• **DESCRIPTION OF THE TASK**: Below is a listing; reproduce each line of it exactly.

##### RECORD EXTRACTS

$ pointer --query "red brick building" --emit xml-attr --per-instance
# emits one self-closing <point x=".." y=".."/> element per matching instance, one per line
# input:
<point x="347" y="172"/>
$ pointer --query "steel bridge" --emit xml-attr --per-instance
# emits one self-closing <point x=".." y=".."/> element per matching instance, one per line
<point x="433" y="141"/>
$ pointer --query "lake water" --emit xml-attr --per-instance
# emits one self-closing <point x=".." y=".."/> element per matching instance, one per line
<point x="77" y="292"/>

##########

• **TASK RESULT**:
$ pointer --query "red brick building" --emit xml-attr --per-instance
# emits one self-closing <point x=".." y=".."/> element per matching instance, one per line
# input:
<point x="347" y="172"/>
$ pointer --query "steel bridge" --emit xml-attr --per-instance
# emits one self-closing <point x=".." y=".."/> element per matching instance, one per line
<point x="433" y="141"/>
$ pointer --query "lake water" --emit xml-attr --per-instance
# emits one self-closing <point x=".." y=".."/> element per matching instance, one per line
<point x="77" y="292"/>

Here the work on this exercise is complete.